TASK BRIEF:
Copy the listing below word for word, leaving out the pictures.

▬▬▬

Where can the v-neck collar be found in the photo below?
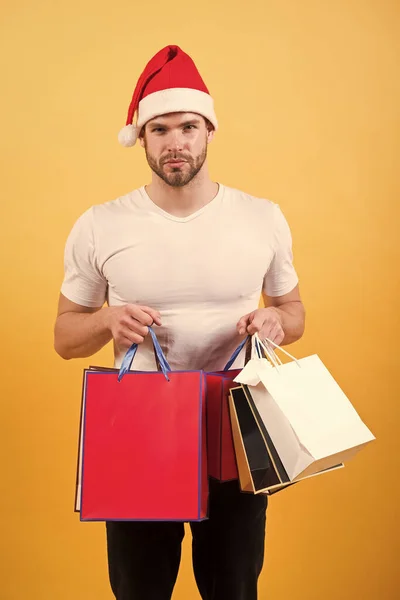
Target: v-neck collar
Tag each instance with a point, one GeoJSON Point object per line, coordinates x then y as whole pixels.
{"type": "Point", "coordinates": [194, 215]}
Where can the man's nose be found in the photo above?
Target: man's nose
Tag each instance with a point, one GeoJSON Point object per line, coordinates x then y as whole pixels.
{"type": "Point", "coordinates": [175, 142]}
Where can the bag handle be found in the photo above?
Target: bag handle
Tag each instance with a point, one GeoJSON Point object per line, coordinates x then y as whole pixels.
{"type": "Point", "coordinates": [130, 355]}
{"type": "Point", "coordinates": [271, 353]}
{"type": "Point", "coordinates": [255, 349]}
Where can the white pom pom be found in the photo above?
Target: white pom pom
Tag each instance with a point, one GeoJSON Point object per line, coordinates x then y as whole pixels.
{"type": "Point", "coordinates": [127, 136]}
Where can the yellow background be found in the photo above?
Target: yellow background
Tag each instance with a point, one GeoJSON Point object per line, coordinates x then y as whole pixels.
{"type": "Point", "coordinates": [308, 96]}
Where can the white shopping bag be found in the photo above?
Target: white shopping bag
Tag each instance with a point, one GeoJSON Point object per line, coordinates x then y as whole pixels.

▬▬▬

CORRECT RESULT:
Where can the v-neck collar be found in the photo below?
Target: v-neck collar
Tag each instance with a point, one GeoJSON Point object per line, coordinates x then y as whole pixels.
{"type": "Point", "coordinates": [194, 215]}
Where can the man's nose be found in the photo above?
Target: man's nose
Tag each instance with a point, one GeoJSON Point object per line, coordinates x then y as whole pixels.
{"type": "Point", "coordinates": [175, 142]}
Where can the bag handle be found in the photo above?
Target: bag handle
Tag each instance with a point, one GeoJSON Point object per line, coordinates x then y as whole pixels.
{"type": "Point", "coordinates": [130, 355]}
{"type": "Point", "coordinates": [271, 353]}
{"type": "Point", "coordinates": [255, 349]}
Where can the white pom pom be found in the photo above?
Target: white pom pom
Tag each instance with a point, one GeoJSON Point object per line, coordinates x then y as whole pixels.
{"type": "Point", "coordinates": [127, 136]}
Where can the yellow background be found in the photo above?
Target: yellow background
Tag each instance with a point, one GeoJSON Point object per line, coordinates x then y as whole pixels.
{"type": "Point", "coordinates": [308, 96]}
Where can the white shopping bag be found in the photo above?
Target: white shopping bag
Tag each instance with a point, one GeoJSON Point object per line, coordinates x then y as whole pixels.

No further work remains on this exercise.